--- Document passage ---
This is translating into leasing activity, which I'll set out shortly, and encouragingly, all this activity is at or above our valuer's ERVs. At no point, even when the markets were more challenging, have we ever seen any downward pressure on rents in this sector. Finally, we have maintained a strong focus on our financial position. Loan-to-value is low at 28%, and our debt is fully hedged. We rebased the dividend earlier in the year, and this adjustment has ensured that we have sufficient liquidity to complete all our planned capital expenditure. How do we build on this activity, and what does this mean for the company going forward? We'll go through the details shortly, but I wanted to give you a high-level view of what we expect over the next 6 to 12 months.

The total ERV of the portfolio is GBP 27.8 million when fully built out, and that represents significant upside to our current contracted rent of GBP 15.7 million. This can be broken down into four distinct buckets. First, we have GBP 3.3 million of in-built reversion to be captured, and we're currently in advanced discussions on GBP 1.1 million of that, which we expect to conclude in the next few months. Secondly, we have GBP 3.9 million of income to come through the lease-up of vacant space at Rolling Stock Yard, Oxford Technology Park, and Cambourne Park. We are under offer or in advanced negotiations on GBP 2.1 million of that, including the remaining space at Rolling Stock Yard and all the lease space within our repurposing project at Cambourne Park.

Thirdly, we have a further GBP 3.1 million to be realized through the letting of under-construction buildings at Oxford Technology Park, and we expect all of that to be captured within the next 12 months. And finally, future developments for Oxford Technology Park are forecast to contribute a further GBP 1.8 million of income. Obviously, the timing of this element depends on when we commence buildings 10 and 11, which Ian will update you on shortly. So together, this totals a further GBP 12.1 million of achievable rent. We expect to capture GBP 3.2 million of that in the next six months, all of which is now under offer or in advanced negotiations, and a further GBP 4.9 million should complete by September 2025.

In addition to this income growth, we are also in advanced negotiations with a number of our major occupiers regarding lease extensions. As things stand, this would see over 30% of our current rental income extend by a further five years on average. This would extend our current WALT from 5.6 years across the portfolio to 7.3 years, and we would expect to see further positive valuation impact at year-end. It's important to note that we're basing all this analysis off our valuer's ERVs, and we're not factoring in any growth beyond today's rents, and in addition to the impact on income, as we capture this rent, reduce leasing risk, we should see an uptick in valuations and subsequent NAV improvement.

We fully acknowledge that this potential is not yet reflected in the share price, but we are confident if this leasing momentum continues as we expect, that will drive value going forward. So now turning to the period under review, the total portfolio value remains stable at around GBP 382 million. On a like-for-like basis, values declined by 3.8%, driven entirely by yield shift. ERV growth was robust at 8.2%, with ERV growth on our life science space particularly strong, increasing by 8.6%. Importantly, we've significantly grown the proportion of our space defined as labs, which is now 40% and expected to rise to over 50% by the end of the year. Leasing activity has been slower, but we've seen the benefit of deals agreed in previous periods starting to come through.

--- Task set ---
(A) Do these statements agree with the property portfolio update? (i) Loan-to-value stands at 28%. (ii) Once fully built out, the portfolio's total ERV is GBP 15.7 million. (iii) On a like-for-like basis, values rose by 3.8%. Answer yes or no for each, quoting the deciding words of the update.
(B) Pick up the property portfolio update after its last sentence and continue it in the same speaking voice.

--- Record excerpts ---
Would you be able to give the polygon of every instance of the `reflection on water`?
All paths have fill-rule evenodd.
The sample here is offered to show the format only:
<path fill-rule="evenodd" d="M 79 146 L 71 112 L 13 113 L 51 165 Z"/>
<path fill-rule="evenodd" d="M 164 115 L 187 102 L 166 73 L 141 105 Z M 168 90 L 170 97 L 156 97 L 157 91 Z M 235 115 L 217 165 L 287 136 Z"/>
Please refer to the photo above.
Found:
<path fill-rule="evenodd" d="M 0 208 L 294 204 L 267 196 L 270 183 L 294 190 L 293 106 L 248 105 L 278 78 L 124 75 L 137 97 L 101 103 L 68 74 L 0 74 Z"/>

--- Per-task answers ---
(A)
(i) Yes: "Loan-to-value is low at 28%"
(ii) No: "The total ERV of the portfolio is GBP 27.8 million when fully built out"
(iii) No: "On a like-for-like basis, values declined by 3.8%"

(B)
GBP 1.7 million of new rent commenced in the first half of the year, and occupancy rose to nearly 83%.... So it's nearly three years since our IPO, and after a challenging few years for the real estate sector, I thought it was appropriate to remind you of our investment case and how that's evolved. Long-term drivers, which underpin demand, remain strong, and while it's true that VC funding, for example, has been weaker over the past year or so, that's compared to an exceptional spike post-pandemic, and it does look to be stabilizing ahead of pre-pandemic levels. That's been complemented by other sources of funding. For example, big pharmaceutical companies increasingly looking to M&A now to bolster their research and development capabilities. Our focus on supply-constrained markets, namely the Golden Triangle, has been central to our strategy, and that still holds true.

While development has stepped up in London, much of that is outside the Knowledge Quarter, and our thesis is always focused on being located close to key academic centers, particularly UCL and the Francis Crick Institute. The role of technology is probably where we've seen the biggest change. Advances, particularly in AI, are accelerating innovation, enabling clinical tests to be done much more quickly and expanding the definition of what is a life science company. And finally, we've had a general election. Not only does that help confidence, but the new government has set down some very practical ways in which they will make it easier to do business. Now, the proof will obviously be in the actions here, but the atmosphere of increasing positivity and stability is no doubt helping occupiers plan with more confidence.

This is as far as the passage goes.